### Document segment

To create SegNet, Cambridge undergraduate students manually labeled every pixel in each of 5000 images, with each image taking about 30 minutes to complete. Once the labeling was finished, the researchers “trained” the system, which was successfully tested on both city roads and motorways.

“It’s remarkably good at recognizing things in an image, because it’s had so much practice,” said Alex Kendall, a PhD student in the Department of Engineering. “However, there are a million knobs that we can turn to fine-tune the system so that it keeps getting better.”

SegNet was primarily trained in highway and urban environments, so it still has some learning to do for rural, snowy, or desert environments. The system is not yet at the point where it can be used to control a car or truck, but it could be used as a warning system, similar to the anti-collision technologies currently available on some passenger cars.

But teaching a machine to see is far more difficult than it sounds, said Professor Roberto Cipolla, who led the research. “There are three key technological questions that must be answered to design autonomous vehicles: where am I, what’s around me and what do I do next?”

SegNet addresses the second question. The researchers’ Visual Localization system answers the first question. Using deep learning, it can determine their location and orientation from a single color image in a busy urban scene. The researchers say the system is far more accurate than GPS and works in places where GPS does not, such as indoors, in tunnels, or in cities where a reliable GPS signal is not available.

In a KurzweilAI test of the Visual Localization system (using an image in the Central Cambridge UK demo), the system accurately identified a Cambridge building, displaying the correct Google Maps street view, and marked its location on a Google map (credit: KurzweilAI/Cambridge University/Google)

It has been tested along a kilometer-long stretch of King’s Parade in central Cambridge, and it is able to determine both location and orientation within a few meters and a few degrees, which is far more accurate than GPS — a vital consideration for driverless cars, according to the researchers. (Try it here.)

The localization system uses the geometry of a scene to learn its precise location, and is able to determine, for example, whether it is looking at the east or west side of a building, even if the two sides appear identical.

“In the short term, we’re more likely to see this sort of system on a domestic robot — such as a robotic vacuum cleaner, for instance,” said Cipolla. “It will take time before drivers can fully trust an autonomous car, but the more effective and accurate we can make these technologies, the closer we are to the widespread adoption of driverless cars and other types of autonomous robotics.”

The researchers are presenting details of the two technologies at the International Conference on Computer Vision in Santiago, Chile.

### Required work
A. Reproduce word for word the portion of the SegNet passage starting at "In a KurzweilAI" and ending at "(Try it here.)".
B. List every place the SegNet passage gives where the Visual Localization system works but GPS does not.

### Extracted information
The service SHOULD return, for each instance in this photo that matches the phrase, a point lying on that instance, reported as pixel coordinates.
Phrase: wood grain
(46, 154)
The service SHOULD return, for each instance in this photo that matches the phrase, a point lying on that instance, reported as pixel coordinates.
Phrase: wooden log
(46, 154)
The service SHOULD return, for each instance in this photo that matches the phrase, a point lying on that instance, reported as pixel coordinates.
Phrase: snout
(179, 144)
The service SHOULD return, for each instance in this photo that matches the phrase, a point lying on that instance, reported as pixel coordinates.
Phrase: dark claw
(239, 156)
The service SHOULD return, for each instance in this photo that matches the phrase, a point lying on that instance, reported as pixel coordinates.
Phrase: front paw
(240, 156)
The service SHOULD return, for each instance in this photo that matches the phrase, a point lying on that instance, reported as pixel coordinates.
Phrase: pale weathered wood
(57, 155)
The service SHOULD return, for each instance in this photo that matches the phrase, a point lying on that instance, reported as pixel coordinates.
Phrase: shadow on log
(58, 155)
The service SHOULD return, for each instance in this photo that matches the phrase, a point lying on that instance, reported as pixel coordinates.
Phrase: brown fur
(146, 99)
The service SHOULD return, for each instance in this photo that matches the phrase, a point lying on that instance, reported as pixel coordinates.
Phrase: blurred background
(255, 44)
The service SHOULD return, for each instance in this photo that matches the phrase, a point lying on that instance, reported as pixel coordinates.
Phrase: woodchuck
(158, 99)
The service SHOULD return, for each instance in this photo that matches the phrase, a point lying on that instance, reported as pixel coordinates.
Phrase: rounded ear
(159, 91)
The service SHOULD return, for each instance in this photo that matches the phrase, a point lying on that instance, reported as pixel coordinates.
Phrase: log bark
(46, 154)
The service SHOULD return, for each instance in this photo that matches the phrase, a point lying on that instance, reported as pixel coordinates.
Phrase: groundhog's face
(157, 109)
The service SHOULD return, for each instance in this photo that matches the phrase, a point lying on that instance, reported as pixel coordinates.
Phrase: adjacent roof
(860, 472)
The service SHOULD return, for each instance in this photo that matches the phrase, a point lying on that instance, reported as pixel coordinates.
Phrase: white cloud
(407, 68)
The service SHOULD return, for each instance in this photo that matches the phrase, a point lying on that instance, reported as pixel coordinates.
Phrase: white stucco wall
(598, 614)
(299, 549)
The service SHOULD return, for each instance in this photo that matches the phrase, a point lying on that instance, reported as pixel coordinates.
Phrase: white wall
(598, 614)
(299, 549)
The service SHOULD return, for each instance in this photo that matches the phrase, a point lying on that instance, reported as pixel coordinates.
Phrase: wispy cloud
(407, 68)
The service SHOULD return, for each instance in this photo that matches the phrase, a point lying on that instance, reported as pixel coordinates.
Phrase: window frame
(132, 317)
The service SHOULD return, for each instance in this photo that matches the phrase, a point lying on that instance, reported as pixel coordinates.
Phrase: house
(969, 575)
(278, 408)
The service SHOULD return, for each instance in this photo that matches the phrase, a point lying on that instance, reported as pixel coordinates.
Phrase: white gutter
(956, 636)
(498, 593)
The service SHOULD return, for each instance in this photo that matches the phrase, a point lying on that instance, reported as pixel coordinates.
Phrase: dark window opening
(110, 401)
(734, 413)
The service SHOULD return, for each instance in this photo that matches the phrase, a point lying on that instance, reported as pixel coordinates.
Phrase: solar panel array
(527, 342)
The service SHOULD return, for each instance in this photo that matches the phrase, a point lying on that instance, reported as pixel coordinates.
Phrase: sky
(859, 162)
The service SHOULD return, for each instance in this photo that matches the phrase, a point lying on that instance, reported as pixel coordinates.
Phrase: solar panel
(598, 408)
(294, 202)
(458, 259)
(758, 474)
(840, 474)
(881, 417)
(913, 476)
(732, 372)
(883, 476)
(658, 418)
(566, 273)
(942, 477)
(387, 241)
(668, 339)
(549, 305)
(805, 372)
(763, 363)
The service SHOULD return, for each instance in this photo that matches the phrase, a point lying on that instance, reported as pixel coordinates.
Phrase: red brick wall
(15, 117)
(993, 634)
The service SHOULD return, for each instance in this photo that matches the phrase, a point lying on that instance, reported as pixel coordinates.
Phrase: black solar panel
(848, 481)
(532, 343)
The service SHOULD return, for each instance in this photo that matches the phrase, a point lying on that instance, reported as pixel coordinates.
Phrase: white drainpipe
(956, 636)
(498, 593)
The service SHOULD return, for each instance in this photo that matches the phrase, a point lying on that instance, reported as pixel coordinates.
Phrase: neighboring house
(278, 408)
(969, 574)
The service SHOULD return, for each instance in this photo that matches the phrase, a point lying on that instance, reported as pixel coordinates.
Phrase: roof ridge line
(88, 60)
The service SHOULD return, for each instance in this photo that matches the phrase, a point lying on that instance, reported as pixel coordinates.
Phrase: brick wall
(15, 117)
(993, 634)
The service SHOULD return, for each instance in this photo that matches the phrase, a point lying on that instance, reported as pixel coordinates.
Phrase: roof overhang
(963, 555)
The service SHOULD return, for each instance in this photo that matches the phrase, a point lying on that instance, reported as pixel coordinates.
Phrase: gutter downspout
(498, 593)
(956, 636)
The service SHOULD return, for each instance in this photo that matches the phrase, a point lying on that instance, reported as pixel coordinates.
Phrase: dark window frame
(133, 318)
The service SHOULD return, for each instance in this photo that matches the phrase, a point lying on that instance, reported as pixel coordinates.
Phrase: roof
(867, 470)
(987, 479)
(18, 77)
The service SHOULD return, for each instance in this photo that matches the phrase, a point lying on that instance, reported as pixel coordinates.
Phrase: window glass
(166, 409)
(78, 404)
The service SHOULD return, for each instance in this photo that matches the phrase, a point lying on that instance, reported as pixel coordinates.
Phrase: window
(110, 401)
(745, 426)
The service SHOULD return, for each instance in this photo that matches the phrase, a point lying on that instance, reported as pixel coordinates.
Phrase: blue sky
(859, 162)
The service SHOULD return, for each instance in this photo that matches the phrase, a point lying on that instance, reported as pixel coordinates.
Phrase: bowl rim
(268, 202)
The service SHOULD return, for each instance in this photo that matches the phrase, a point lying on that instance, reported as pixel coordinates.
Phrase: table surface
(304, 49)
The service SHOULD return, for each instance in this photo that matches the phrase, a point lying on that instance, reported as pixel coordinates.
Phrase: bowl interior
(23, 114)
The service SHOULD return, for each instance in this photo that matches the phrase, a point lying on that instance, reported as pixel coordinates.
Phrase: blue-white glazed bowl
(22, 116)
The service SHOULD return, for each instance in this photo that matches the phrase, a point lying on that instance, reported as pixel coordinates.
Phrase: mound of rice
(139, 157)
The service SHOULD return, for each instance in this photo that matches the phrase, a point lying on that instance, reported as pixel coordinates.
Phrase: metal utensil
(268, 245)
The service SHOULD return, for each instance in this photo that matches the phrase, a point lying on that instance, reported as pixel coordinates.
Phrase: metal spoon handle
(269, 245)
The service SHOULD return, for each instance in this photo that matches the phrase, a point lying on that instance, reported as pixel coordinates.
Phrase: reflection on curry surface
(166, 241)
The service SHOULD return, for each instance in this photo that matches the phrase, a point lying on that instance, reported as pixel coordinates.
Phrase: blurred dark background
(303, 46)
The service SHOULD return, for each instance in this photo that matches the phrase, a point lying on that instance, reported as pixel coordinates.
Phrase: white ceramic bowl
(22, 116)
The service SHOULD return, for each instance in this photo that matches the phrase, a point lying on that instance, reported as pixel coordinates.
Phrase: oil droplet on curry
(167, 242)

### Completed exercise
A.
In a KurzweilAI test of the Visual Localization system (using an image in the Central Cambridge UK demo), the system accurately identified a Cambridge building, displaying the correct Google Maps street view, and marked its location on a Google map (credit: KurzweilAI/Cambridge University/Google)

It has been tested along a kilometer-long stretch of King’s Parade in central Cambridge, and it is able to determine both location and orientation within a few meters and a few degrees, which is far more accurate than GPS — a vital consideration for driverless cars, according to the researchers. (Try it here.)

B.
- Indoors
- In tunnels
- In cities where a reliable GPS signal is not available